Your objective: Pull out each line in the data below that contains the word "blurred", and copy those lines in full.

Excerpts of location labeling data:
## begin
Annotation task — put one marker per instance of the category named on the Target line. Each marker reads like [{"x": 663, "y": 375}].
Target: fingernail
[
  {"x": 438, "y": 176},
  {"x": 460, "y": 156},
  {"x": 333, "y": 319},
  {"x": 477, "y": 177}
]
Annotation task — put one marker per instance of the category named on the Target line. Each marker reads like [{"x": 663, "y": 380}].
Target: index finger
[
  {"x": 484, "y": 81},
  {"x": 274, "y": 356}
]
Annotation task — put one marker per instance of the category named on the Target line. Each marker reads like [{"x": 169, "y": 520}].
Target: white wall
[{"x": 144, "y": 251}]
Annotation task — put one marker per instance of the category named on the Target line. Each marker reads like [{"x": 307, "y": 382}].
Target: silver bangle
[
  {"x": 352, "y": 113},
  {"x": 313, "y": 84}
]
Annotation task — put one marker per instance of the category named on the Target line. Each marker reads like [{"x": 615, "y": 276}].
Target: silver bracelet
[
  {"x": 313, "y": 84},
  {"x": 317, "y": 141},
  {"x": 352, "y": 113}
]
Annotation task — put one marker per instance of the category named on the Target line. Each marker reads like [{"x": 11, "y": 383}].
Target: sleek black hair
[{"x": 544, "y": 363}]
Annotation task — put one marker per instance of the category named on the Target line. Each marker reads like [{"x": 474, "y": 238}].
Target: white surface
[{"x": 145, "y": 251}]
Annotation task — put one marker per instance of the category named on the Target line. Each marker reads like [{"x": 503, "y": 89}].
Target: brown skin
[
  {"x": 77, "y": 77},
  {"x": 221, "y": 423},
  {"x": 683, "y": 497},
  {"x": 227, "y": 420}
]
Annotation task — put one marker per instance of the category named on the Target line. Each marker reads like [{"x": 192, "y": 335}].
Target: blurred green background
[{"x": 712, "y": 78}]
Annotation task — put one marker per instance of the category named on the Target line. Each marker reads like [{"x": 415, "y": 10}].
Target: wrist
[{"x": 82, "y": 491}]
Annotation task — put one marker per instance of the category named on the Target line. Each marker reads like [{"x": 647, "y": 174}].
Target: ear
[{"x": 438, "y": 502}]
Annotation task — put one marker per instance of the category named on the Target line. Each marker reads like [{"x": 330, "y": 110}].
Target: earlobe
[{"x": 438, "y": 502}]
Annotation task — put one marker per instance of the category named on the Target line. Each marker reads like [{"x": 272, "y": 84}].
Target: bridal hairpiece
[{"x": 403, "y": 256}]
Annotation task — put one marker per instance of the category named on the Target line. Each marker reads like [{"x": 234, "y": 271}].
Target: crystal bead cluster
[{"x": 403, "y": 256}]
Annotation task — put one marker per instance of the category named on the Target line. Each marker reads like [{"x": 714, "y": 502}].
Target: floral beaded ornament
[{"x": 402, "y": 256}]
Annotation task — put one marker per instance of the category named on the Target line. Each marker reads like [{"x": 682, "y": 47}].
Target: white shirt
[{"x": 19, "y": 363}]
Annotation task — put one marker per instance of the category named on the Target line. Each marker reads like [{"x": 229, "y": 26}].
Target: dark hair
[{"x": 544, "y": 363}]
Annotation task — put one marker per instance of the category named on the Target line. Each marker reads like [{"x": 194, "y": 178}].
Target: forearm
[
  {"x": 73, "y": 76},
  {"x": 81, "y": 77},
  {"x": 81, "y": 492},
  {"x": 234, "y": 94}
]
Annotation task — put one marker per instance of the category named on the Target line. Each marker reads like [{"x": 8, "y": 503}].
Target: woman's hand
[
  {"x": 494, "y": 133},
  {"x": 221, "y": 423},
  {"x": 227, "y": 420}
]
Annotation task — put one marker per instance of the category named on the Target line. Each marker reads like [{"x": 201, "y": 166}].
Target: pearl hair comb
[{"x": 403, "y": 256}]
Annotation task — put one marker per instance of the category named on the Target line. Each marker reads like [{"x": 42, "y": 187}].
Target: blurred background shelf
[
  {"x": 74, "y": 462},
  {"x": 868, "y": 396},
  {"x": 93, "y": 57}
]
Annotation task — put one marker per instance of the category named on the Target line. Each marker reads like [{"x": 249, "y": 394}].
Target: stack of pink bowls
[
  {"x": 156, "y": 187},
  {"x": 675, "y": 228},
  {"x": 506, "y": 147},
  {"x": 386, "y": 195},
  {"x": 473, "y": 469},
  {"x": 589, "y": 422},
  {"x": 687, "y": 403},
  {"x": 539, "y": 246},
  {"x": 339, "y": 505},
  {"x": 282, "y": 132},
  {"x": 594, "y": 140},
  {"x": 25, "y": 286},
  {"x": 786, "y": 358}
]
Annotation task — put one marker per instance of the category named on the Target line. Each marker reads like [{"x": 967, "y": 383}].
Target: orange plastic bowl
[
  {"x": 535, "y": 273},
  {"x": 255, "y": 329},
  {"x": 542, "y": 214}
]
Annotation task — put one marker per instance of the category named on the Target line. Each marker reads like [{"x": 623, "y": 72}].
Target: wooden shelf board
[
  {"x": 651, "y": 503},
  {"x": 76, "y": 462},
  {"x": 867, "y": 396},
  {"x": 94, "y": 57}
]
## end
Written answer:
Target: blurred green background
Target: blurred background shelf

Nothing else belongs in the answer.